[Data section]
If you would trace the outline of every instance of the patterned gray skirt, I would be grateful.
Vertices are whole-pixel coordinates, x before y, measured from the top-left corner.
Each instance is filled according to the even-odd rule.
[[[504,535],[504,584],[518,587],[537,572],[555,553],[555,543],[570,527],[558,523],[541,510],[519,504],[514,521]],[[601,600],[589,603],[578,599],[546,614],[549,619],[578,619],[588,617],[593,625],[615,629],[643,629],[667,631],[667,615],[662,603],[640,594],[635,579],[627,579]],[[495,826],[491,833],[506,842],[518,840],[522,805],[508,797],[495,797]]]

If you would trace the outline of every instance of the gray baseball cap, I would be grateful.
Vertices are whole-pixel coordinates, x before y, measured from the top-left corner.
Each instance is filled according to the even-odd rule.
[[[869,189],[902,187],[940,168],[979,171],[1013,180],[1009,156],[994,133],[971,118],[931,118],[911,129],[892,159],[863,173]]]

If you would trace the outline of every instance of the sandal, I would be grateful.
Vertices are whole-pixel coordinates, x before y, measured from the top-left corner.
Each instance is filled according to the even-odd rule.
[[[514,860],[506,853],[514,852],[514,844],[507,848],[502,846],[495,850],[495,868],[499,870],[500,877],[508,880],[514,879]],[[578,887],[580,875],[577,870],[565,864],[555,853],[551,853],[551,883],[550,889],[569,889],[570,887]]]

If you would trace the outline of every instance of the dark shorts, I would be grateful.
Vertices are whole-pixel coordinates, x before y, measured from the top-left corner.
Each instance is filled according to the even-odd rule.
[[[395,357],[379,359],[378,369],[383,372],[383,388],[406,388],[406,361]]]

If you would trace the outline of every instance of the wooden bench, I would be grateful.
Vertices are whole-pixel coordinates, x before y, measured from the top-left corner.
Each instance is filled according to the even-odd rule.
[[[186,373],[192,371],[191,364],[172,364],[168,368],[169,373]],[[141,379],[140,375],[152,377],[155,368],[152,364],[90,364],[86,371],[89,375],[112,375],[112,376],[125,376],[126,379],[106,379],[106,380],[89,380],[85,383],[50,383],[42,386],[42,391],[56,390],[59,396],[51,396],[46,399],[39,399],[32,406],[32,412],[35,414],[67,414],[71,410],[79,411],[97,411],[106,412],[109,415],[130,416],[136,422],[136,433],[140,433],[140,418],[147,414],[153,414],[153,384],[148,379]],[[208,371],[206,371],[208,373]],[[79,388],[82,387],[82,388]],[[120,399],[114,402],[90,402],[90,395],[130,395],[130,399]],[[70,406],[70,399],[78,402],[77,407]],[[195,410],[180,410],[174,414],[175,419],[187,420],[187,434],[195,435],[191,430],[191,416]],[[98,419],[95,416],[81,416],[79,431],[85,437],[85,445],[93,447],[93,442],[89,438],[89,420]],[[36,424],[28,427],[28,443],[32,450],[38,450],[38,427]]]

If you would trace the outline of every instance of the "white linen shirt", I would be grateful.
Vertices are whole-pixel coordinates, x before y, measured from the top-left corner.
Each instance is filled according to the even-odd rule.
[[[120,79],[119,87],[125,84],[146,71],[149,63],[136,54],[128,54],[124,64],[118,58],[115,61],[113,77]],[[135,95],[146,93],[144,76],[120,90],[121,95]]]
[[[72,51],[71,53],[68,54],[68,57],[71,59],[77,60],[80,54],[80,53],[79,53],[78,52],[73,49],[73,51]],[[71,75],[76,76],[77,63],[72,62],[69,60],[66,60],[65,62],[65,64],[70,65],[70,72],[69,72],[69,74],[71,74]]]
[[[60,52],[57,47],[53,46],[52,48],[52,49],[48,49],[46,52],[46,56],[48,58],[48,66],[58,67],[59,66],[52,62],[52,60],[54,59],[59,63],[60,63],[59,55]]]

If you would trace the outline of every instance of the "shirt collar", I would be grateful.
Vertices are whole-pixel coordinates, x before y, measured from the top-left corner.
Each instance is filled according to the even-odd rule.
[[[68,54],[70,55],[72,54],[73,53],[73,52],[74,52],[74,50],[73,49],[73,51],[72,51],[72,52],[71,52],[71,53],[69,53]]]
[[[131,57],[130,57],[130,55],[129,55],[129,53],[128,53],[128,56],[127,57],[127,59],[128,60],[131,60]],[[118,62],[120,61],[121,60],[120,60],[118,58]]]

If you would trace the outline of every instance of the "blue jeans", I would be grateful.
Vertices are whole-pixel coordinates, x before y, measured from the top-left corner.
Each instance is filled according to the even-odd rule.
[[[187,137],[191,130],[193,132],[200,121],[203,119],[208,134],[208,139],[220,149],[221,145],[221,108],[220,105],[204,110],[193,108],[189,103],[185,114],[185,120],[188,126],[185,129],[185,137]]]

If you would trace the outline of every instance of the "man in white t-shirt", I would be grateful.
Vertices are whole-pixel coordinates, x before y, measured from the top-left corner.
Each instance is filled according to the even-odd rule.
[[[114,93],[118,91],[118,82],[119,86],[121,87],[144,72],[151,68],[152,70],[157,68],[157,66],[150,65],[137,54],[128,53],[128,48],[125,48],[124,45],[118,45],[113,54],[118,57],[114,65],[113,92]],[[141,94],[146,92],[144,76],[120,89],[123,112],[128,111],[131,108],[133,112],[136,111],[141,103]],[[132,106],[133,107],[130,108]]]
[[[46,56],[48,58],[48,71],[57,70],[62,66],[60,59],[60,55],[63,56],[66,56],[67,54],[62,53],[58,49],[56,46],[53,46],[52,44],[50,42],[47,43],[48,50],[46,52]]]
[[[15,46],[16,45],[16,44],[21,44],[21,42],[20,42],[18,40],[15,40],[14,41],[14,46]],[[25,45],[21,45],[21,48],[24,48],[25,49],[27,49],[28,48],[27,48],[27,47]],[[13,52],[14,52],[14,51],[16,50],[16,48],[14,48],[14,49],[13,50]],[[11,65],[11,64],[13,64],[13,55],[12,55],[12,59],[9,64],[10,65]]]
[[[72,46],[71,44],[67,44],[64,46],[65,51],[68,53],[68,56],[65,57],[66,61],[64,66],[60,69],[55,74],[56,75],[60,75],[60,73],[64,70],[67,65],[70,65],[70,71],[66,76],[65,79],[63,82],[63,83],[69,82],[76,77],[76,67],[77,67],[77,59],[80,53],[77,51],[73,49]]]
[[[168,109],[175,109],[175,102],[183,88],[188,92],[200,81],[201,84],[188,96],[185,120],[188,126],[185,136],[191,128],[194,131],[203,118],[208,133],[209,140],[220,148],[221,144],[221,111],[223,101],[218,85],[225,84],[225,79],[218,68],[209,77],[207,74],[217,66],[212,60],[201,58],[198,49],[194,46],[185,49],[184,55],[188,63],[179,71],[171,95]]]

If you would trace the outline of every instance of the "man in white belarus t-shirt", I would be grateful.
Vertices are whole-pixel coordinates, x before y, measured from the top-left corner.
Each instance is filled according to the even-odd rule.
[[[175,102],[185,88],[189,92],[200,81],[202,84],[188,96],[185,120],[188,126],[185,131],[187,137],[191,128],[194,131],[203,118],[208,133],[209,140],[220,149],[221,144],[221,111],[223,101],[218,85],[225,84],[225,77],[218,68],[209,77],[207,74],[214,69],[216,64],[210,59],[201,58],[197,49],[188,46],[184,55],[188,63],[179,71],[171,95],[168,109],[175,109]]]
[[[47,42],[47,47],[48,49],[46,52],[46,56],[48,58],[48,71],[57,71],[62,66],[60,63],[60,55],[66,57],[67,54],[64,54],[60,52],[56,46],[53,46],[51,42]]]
==
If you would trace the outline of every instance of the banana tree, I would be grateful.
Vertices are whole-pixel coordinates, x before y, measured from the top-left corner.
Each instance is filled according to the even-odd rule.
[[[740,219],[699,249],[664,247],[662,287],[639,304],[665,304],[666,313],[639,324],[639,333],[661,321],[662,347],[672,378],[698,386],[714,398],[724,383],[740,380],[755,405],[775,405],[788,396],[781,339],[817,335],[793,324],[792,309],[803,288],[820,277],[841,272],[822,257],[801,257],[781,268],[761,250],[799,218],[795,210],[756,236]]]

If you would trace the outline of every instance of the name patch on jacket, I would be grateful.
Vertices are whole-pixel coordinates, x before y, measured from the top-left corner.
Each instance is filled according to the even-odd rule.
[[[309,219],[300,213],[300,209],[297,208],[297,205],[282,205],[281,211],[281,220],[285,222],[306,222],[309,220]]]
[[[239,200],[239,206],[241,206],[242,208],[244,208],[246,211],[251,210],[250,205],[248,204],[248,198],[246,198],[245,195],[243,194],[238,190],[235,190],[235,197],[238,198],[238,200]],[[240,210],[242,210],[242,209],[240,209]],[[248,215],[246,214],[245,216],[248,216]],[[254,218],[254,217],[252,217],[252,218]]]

[Written task] Report how many of the lines above contain the word "trace", treating uppercase and lowercase as different, and give only the number.

[Response to the exercise] 12